**Task requirements**:
Return every line of the material exactly.

**Extracted records**:
* start *

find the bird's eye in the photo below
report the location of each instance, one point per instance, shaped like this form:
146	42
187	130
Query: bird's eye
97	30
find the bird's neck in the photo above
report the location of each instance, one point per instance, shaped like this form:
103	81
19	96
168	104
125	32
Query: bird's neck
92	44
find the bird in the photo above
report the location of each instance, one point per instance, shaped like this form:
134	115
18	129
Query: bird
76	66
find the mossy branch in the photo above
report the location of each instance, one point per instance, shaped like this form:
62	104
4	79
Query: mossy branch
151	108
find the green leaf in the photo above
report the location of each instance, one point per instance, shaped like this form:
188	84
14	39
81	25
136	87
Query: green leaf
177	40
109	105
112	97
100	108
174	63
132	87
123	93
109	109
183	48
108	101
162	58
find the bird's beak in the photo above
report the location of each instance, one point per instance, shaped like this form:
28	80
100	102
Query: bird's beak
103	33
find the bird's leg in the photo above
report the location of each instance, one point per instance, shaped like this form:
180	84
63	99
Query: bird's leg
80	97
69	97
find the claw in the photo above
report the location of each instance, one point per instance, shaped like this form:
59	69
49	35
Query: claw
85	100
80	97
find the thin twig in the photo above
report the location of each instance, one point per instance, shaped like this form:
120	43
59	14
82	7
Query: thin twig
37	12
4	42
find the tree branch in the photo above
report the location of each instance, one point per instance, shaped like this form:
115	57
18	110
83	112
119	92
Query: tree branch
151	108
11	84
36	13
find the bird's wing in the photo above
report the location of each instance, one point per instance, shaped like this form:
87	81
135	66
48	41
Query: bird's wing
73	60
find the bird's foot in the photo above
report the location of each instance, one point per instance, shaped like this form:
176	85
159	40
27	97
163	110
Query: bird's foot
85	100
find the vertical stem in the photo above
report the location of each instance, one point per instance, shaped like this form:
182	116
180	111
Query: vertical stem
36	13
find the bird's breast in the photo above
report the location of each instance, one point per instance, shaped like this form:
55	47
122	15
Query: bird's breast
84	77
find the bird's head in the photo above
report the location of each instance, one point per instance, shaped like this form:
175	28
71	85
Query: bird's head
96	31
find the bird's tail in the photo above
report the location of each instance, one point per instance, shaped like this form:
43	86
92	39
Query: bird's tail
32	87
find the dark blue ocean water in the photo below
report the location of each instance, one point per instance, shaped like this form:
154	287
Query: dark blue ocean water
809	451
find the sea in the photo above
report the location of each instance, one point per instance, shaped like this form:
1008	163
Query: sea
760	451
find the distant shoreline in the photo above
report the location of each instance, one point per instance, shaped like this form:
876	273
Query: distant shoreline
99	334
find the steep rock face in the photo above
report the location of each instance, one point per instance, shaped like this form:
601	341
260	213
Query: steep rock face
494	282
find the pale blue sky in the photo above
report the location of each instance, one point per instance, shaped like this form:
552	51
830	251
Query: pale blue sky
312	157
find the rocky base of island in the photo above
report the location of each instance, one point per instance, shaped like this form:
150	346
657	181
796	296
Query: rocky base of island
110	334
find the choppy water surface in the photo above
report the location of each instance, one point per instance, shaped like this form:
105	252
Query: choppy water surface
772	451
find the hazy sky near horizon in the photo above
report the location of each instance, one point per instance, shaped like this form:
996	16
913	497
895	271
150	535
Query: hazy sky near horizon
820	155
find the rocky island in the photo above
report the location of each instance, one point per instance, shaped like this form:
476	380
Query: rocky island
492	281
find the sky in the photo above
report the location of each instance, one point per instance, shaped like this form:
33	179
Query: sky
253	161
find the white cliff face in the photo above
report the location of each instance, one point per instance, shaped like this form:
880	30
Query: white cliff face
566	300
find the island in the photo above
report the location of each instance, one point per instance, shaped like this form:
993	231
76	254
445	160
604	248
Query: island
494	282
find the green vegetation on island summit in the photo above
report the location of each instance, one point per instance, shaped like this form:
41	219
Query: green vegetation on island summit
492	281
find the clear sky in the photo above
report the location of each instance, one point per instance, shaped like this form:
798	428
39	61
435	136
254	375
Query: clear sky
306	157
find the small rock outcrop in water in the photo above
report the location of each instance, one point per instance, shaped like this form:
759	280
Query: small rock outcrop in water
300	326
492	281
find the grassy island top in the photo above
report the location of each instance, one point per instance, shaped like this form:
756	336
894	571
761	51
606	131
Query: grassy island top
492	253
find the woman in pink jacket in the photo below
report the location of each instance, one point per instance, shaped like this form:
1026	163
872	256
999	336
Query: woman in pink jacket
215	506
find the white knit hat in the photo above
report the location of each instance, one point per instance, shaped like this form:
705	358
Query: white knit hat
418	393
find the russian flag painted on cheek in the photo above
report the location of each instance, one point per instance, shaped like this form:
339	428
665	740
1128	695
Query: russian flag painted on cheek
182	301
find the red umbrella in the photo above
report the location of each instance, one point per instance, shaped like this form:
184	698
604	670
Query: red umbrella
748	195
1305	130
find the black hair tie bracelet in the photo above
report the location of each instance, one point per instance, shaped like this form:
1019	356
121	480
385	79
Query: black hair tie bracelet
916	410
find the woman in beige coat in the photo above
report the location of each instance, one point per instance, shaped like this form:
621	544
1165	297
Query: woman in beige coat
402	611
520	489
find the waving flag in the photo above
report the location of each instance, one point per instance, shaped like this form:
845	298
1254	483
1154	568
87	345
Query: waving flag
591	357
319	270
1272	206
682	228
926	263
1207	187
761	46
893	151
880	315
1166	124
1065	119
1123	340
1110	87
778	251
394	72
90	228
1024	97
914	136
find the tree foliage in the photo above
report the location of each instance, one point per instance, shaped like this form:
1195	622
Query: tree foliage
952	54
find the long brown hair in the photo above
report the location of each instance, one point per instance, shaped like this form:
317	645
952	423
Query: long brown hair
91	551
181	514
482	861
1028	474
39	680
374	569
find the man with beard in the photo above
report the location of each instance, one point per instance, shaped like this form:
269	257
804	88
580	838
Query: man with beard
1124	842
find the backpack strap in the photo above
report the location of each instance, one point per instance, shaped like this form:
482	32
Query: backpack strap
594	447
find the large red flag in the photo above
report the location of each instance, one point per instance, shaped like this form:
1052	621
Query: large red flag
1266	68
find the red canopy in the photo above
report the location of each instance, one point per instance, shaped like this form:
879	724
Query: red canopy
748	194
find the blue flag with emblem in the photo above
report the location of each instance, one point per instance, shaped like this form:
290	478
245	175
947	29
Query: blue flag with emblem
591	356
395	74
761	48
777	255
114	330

* end *

**Reply**:
find the bird's eye in the photo below
report the location of each instance, one point per instance, shaped like this form:
146	42
187	130
Query: bird's eye
97	30
find the bird's neck in the photo above
report the location of each instance, one point per instance, shaped like this form:
103	81
19	96
168	104
125	32
Query: bird's neck
92	44
find the bird in the photo above
report the location of each instance, one point per instance, shaped like this form:
134	115
18	129
Query: bird
76	66
find the mossy branch in the photo above
report the location of each instance, one point per instance, shaped like this form:
62	104
4	79
Query: mossy branch
151	108
find the green leaf in the photo above
report the location of each instance, one point per instance, shaped like this form:
188	84
14	39
81	25
136	87
Query: green leaf
177	40
109	105
112	97
100	108
174	63
132	87
123	93
109	109
183	48
108	101
162	58
find the bird's beak in the photo above
report the location of each instance, one point per instance, shaped like this form:
28	80
100	102
Query: bird's beak
103	33
find the bird's leg in the photo above
report the location of each instance, one point per instance, shaped like this form:
180	84
63	99
Query: bird's leg
80	97
69	97
find the claw in the photo above
report the location of each instance, one point per instance, shaped like this form:
59	69
49	35
Query: claw
85	100
80	97
find the thin twig in the photo above
report the location of each instance, one point per instance, shaped like this form:
120	43
59	14
82	7
Query: thin twig
37	12
4	42
find the tree branch in the photo above
report the location of each instance, one point per instance, shaped like this form:
115	57
18	110
83	112
119	92
Query: tree branch
151	108
11	84
36	13
find the bird's wing in the photo above
report the location of each instance, one point per instance, shaped like this form:
87	81
135	66
48	41
Query: bird's wing
73	60
find the bird's foot in the photo above
report the location of each instance, one point per instance, shaped like this form:
176	85
159	40
27	97
163	110
Query: bird's foot
85	100
find the vertical stem in the photo above
report the location of each instance, one point per instance, shaped like this form:
182	116
180	111
Query: vertical stem
36	13
find the bird's breast in the photo above
report the location of each instance, one point per instance, shaped like this form:
55	47
122	15
Query: bird's breast
84	77
find the bird's head in the photo above
report the location of each instance, one point per instance, shaped like this form:
175	28
71	85
Query: bird's head
96	31
find the bird's tail in the photo above
report the location of each instance, one point per instance, shaped like this form:
43	86
92	39
Query: bird's tail
32	87
find the dark blue ocean water in the photo below
report the location of each instance, one point per instance, shaped like this form:
154	287
Query: dark blue ocean water
809	451
find the sea in the photo above
report the location of each instance, one point per instance, shaped like this form:
1008	163
Query: sea
760	451
find the distant shoreline in the photo above
report the location of each instance, one point per instance, shaped like this form:
876	273
Query: distant shoreline
99	334
find the steep rock face in the photo above
report the location of each instance, one point per instance, shaped like this form:
601	341
260	213
Query: steep rock face
494	282
find the pale blue sky in the photo above
report the location of each instance, one point per instance, shaped like this form:
552	51
830	251
Query: pale blue sky
312	157
find the rocky base of island in the photo above
report the location of each instance, one point per instance, shaped like this form:
150	346
657	181
796	296
Query: rocky base of island
110	334
find the choppy water surface in the photo above
report the location of each instance, one point per instance, shaped like this form:
105	252
Query: choppy water surface
772	451
find the hazy sky near horizon in the photo above
report the location of each instance, one point per instance, shaped like this form:
996	16
913	497
895	271
150	535
Query: hazy sky near horizon
820	155
find the rocky island in the photo above
report the location of each instance, one point per instance, shaped like this form:
476	380
Query: rocky island
492	281
find the sky in the photo above
report the location of each instance, one point per instance, shaped like this form:
33	179
Query: sky
253	161
find the white cliff face in the photo above
report the location of each instance, one point per instance, shaped like this form:
880	30
Query: white cliff face
566	300
find the island in the photo above
report the location of each instance, one point per instance, shaped like this form:
993	231
76	254
445	160
604	248
Query: island
494	282
find the green vegetation on island summit in the photo above
report the location of each instance, one point per instance, shaped like this form:
41	219
Query: green vegetation on island summit
492	281
find the clear sky in the photo above
report the location of each instance, one point per instance, shaped like this form:
798	428
39	61
435	136
254	375
Query: clear sky
306	157
find the small rock outcrop in water in the photo above
report the location of each instance, one point per instance, shaped like this form:
759	280
Query: small rock outcrop in water
300	326
492	281
find the grassy island top in the photo above
report the location of each instance, one point per instance, shaped like this form:
756	336
894	571
761	51
606	131
Query: grassy island top
492	253
find the woman in pink jacket in the photo below
report the location of each instance, one point per instance, shaped like this form:
1026	163
872	256
999	336
Query: woman in pink jacket
215	506
find the white knit hat in the photo above
report the location of each instance, one point per instance, shaped like this form:
705	358
Query: white knit hat
418	393
find the russian flag painted on cheek in the photo above
report the location of each instance, one point per instance, shaped like this form:
339	428
665	740
1128	695
Query: russian flag painted on cheek
182	301
find the red umbrella in the photo above
report the location of each instance, one point per instance, shaped like this form:
184	698
604	670
Query: red umbrella
748	195
1305	130
find the black hair tie bracelet in the photo above
report the location of each instance, one point per instance, shaped like this form:
1019	356
121	480
385	79
Query: black hair tie bracelet
916	410
find the woman in beige coat in the photo above
report the location of each instance, one point per instance, shaped like this form:
621	544
1165	297
Query: woman in beige coat
402	611
520	489
find the waving flag in the photo above
report the location of each instance, one point per instance, shaped like this form:
845	298
1254	483
1154	568
87	345
Query: waving flag
591	357
319	270
1272	206
682	228
926	263
1207	187
761	46
893	151
880	315
1166	124
1065	119
1123	340
1110	87
778	251
394	72
90	228
1024	97
914	136
find the tree foliage in the photo above
report the location of each instance, one point per instance, shaped like this form:
1195	622
Query: tree foliage
952	54
find the long brown hair in the photo above
report the location of each instance, one point per instance, shaped like this form:
317	645
952	423
Query: long brown hair
91	551
181	514
482	861
1028	474
39	680
374	569
find the man with beard in the photo above
report the location of each instance, one point per instance, shaped like this form:
269	257
804	88
580	838
Query: man with beard
1124	842
find the backpack strap in the photo above
report the location of each instance, one point per instance, shaped like this form:
482	32
Query: backpack strap
594	447
find the large red flag in the photo above
report the location of each instance, one point per instance, shaped like this form:
1052	621
Query: large red flag
1266	68
find the red canopy in the photo above
report the location of each instance, one point per instance, shaped like this form:
879	724
Query: red canopy
748	194
find the blue flag with emblem in the photo above
report the location of each instance, one point per instance, shaped like this form:
290	478
245	175
947	29
Query: blue flag with emblem
591	356
395	74
761	48
777	255
114	330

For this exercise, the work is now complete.